* **Exercise prompt**
Reproduce all the data, character for character.

* **Input records**

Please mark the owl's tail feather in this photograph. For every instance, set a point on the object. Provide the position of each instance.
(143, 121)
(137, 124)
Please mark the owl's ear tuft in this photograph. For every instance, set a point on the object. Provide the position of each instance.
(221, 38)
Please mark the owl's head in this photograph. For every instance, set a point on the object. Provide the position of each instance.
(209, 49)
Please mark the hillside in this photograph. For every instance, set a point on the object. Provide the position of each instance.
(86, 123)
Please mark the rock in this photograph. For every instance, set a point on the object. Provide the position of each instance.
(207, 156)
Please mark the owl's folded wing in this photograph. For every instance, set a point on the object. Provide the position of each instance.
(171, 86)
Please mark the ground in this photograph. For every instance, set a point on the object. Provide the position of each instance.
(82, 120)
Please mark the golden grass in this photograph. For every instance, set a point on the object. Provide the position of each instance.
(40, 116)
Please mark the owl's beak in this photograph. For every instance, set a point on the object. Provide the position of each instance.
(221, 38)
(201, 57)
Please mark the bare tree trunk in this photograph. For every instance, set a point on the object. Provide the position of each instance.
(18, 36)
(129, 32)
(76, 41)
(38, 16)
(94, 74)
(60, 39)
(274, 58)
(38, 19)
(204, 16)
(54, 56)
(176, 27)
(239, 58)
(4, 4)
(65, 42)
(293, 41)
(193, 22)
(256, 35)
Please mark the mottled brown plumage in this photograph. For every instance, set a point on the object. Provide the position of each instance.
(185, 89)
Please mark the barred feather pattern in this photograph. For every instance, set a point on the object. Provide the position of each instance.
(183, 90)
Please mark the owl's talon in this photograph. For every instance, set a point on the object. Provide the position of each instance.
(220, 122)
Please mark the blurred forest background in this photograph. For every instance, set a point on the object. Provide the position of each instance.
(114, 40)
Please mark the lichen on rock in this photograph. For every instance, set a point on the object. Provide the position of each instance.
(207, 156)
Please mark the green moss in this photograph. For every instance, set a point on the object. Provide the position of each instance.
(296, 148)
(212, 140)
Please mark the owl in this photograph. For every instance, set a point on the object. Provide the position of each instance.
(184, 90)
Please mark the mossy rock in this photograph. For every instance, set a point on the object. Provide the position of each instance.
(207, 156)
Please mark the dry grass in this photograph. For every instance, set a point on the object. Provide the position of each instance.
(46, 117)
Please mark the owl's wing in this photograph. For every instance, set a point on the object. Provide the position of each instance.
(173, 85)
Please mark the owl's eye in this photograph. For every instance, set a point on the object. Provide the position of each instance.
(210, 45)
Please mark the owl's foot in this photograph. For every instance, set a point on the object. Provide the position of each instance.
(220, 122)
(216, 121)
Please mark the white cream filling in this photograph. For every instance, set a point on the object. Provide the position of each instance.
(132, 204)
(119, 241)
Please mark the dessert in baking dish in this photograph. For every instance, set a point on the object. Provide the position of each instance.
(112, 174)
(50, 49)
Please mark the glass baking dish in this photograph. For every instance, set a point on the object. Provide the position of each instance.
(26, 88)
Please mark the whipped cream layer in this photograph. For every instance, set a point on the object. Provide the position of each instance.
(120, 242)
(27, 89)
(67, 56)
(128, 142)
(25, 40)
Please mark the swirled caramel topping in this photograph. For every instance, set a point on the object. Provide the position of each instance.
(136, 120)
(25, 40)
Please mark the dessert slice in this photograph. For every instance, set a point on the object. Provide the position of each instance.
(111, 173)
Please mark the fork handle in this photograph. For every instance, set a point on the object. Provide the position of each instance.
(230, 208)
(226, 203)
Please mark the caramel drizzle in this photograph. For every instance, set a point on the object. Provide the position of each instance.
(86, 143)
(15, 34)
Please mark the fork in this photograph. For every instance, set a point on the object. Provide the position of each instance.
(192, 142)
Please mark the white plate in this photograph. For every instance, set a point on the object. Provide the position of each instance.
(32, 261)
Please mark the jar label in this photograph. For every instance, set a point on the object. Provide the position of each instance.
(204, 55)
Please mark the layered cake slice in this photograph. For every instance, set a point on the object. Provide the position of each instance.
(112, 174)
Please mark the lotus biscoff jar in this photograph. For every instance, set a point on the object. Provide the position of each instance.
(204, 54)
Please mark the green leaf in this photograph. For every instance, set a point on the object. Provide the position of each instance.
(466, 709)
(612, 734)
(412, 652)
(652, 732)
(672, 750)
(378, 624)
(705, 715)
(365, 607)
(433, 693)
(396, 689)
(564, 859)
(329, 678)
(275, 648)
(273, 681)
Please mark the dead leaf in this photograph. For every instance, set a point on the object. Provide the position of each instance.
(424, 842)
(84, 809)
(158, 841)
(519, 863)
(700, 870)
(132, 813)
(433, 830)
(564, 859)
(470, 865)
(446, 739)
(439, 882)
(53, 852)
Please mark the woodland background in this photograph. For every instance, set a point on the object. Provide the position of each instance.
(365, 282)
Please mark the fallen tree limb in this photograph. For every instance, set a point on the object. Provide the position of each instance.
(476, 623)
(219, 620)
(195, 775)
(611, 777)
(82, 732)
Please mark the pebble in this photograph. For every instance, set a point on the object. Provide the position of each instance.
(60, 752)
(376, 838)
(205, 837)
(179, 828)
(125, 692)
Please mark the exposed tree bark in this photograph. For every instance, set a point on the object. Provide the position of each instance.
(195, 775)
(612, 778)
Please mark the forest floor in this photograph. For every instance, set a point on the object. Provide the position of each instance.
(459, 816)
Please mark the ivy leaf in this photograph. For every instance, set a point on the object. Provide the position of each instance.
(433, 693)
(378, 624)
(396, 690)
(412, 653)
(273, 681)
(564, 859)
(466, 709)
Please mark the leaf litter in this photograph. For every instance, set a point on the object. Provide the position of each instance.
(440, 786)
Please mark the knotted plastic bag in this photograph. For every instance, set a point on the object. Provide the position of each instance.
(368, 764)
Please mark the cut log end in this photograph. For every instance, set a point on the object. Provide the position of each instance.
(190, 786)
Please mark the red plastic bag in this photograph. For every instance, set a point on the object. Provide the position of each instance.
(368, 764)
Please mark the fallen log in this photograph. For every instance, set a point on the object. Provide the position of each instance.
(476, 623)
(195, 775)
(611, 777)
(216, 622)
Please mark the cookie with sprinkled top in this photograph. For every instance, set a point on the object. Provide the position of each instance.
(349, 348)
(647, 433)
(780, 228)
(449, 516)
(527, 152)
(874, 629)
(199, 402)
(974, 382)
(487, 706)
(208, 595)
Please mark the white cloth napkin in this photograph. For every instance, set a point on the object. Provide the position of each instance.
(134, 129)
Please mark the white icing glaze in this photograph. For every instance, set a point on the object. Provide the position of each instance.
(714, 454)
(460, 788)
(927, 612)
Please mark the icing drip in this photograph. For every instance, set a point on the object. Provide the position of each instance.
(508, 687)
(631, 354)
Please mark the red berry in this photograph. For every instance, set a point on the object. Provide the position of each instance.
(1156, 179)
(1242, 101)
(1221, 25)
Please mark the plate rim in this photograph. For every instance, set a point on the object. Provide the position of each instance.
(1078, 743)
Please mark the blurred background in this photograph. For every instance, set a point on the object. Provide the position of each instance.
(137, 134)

* **Answer area**
Please mark the owl's tail feather in this photograph. For every instance, set a point on the object. Provide the position of each instance.
(143, 121)
(137, 124)
Please mark the owl's ear tuft in this photograph. For every instance, set a point on the object. Provide the position of each instance.
(221, 38)
Please mark the owl's head in this photograph. For every instance, set a point on the object. Provide the position of each instance.
(209, 49)
Please mark the hillside in this photograph. For every instance, set a point on the object. Provide the position of each instance.
(86, 123)
Please mark the rock in this photograph. For every instance, set a point on the object. Provide the position of each instance.
(207, 156)
Please mark the owl's folded wing in this photograph. For every instance, set a point on the object. Provide the position of each instance.
(171, 86)
Please mark the ground in this photograph. For every instance, set a point on the object. Provide the position of each instance.
(82, 120)
Please mark the golden grass in this photograph. For every instance, set a point on the object. Provide the position of each instance.
(40, 116)
Please mark the owl's beak in this photograph. For every instance, set a point on the object. Provide the position of each instance.
(221, 38)
(201, 57)
Please mark the bare tree trunk in this photograph. For every instance, set a point on the object. Provide the position of each instance.
(18, 36)
(129, 32)
(76, 41)
(38, 16)
(94, 74)
(60, 39)
(274, 58)
(38, 19)
(204, 16)
(54, 56)
(176, 27)
(239, 58)
(4, 4)
(65, 42)
(293, 41)
(193, 22)
(256, 35)
Please mark the mottled brown plumage in this photograph. For every instance, set a point on the object. Provide the position of each instance.
(185, 89)
Please mark the barred feather pattern in this photograph. For every instance, set a point on the object. Provide the position of each instance.
(183, 90)
Please mark the owl's talon in this photograph. For every instance, set a point on the object. Provide the position of each instance.
(220, 122)
Please mark the blurred forest background in this photograph. For every instance, set a point on the object. Provide the position of each instance.
(114, 40)
Please mark the lichen on rock in this photograph. For every instance, set a point on the object. Provide the position of each instance.
(207, 156)
Please mark the green moss in this photograph. For every instance, set a point on the object. Provide the position of each instance.
(296, 148)
(212, 140)
Please mark the owl in this photograph. For every instance, set a point on the object. Provide the position of each instance.
(184, 90)
Please mark the mossy rock in this photograph. For every instance, set a point on the object. Provide the position of each instance.
(207, 156)
Please mark the dry grass in this photograph. For every instance, set a point on the object. Provide the position of each instance.
(46, 117)
Please mark the owl's wing in this photograph. For every instance, set a point on the object. Provide the position of each instance.
(173, 85)
Please mark the owl's eye in this photograph. For every instance, set a point on the object. Provide the position of each instance.
(210, 45)
Please mark the owl's foot in this photograph. For every instance, set a point on the object. Provide the position of each instance.
(220, 122)
(216, 121)
Please mark the white cream filling in this photograph. For every instance, set a point on the object. Provide the position of each instance.
(132, 204)
(119, 241)
Please mark the dessert in baking dish in this photograph. For every instance, set a point on the object. Provide the position of each instance.
(112, 174)
(50, 49)
Please mark the glass baking dish in this photograph. For every instance, set a point on the object. Provide the position of each instance.
(26, 88)
Please mark the whipped cream layer in this photograph. For every instance, set a point on the object. Provide the position of each instance.
(120, 242)
(27, 89)
(67, 56)
(128, 142)
(25, 40)
Please mark the swirled caramel topping in this photograph. For every instance, set a point on the object. Provide the position of each instance.
(136, 120)
(25, 40)
Please mark the dessert slice in this photograph. For every instance, set a point on the object. Provide the position of each instance.
(111, 173)
Please mark the fork handle in this photograph. For every instance, set a point on the object. Provide the position of each instance.
(230, 208)
(226, 203)
Please mark the caramel drizzle in this photograph. For every instance, set a point on the object. Provide the position of each instance.
(86, 143)
(15, 34)
Please mark the fork in this photograph. For every instance, set a point on the object. Provide the position of each instance.
(192, 142)
Please mark the white plate in this photograph. For every instance, set a point on the object. Provide the position of each instance.
(32, 261)
Please mark the jar label in this photograph. For every instance, set a point on the object. Provide the position of each instance.
(204, 55)
Please mark the layered cake slice in this photograph. For every instance, set a point on the object. Provide the position of each instance.
(112, 174)
Please mark the lotus biscoff jar in this photograph. For every instance, set a point on the object. Provide the position of each instance.
(204, 54)
Please mark the green leaf in this photograph. For every instance, set a point on the object. Provide the position of each instance.
(466, 709)
(612, 734)
(412, 652)
(652, 732)
(672, 750)
(378, 624)
(705, 715)
(365, 607)
(433, 693)
(396, 689)
(564, 859)
(329, 678)
(275, 648)
(273, 681)
Please mark the dead leaf in this photograph. For every instance, set a point on the object. Provide the position of each instance.
(424, 842)
(84, 809)
(158, 841)
(519, 863)
(700, 870)
(132, 813)
(433, 830)
(564, 859)
(470, 865)
(446, 739)
(439, 882)
(53, 852)
Please mark the woodland background in this photograph. For every instance, set a point on the object. Provide the position of each instance.
(365, 282)
Please mark the fallen tree limb in this photograph. For every instance, set a point on the object. Provide the position of each instance.
(476, 623)
(219, 620)
(195, 775)
(611, 777)
(82, 732)
Please mark the pebble in this photograph. For every instance, set a point on the object. Provide the position of each instance.
(60, 752)
(376, 838)
(205, 837)
(179, 828)
(125, 692)
Please mark the exposed tree bark in this photograph. For every instance, set a point on the object. Provide the position of each instance.
(195, 775)
(612, 778)
Please mark the forest floor in this photograph. For every instance, set a point on the object. Provide the position of each instance.
(459, 816)
Please mark the ivy leaf in this photograph. For every instance, set a point on the object. Provide the position of each instance.
(433, 693)
(378, 624)
(396, 690)
(412, 653)
(273, 681)
(564, 859)
(466, 709)
Please mark the leaf litter in this photograph. For every instance, set a point on the object. Provide the position of each instance.
(440, 786)
Please mark the knotted plastic bag in this photograph. For every instance, set a point on the object. Provide the position of each instance.
(368, 764)
Please mark the cut log end in this photograph. For every instance, set a point on the object. Provide the position of each instance.
(190, 786)
Please mark the red plastic bag in this photograph. For every instance, set a point on the object. Provide the position of each instance.
(368, 764)
Please mark the fallen log in this photograph. For every instance, set a point on the object. Provide the position of each instance.
(476, 623)
(195, 775)
(611, 777)
(216, 622)
Please mark the cookie with sprinkled top in this photograph. For every instance, set a point on the object. Provide the position of each instance.
(349, 348)
(647, 433)
(780, 228)
(449, 516)
(527, 152)
(874, 629)
(199, 402)
(974, 382)
(487, 706)
(208, 595)
Please mark the white cloth napkin in this photograph. For every instance, set a point on the object. Provide the position of each instance.
(134, 129)
Please mark the white icing glaze in this photograph. For every instance, set a point on the object. Provide the position of each instance.
(714, 454)
(460, 788)
(927, 612)
Please mark the icing drip in this photograph. For every instance, set a point on the object. Provide the position of each instance.
(508, 687)
(631, 354)
Please mark the red berry in this photograph. For every instance, set a point on the object. Provide the position of each instance.
(1156, 179)
(1242, 101)
(1221, 25)
Please mark the plate rim in this photograph. For every instance, set a point on the object. Provide the position of each instance.
(1078, 743)
Please mark the blurred background in this photograph. For every instance, set a point on the object. Provide the position of each instance.
(137, 134)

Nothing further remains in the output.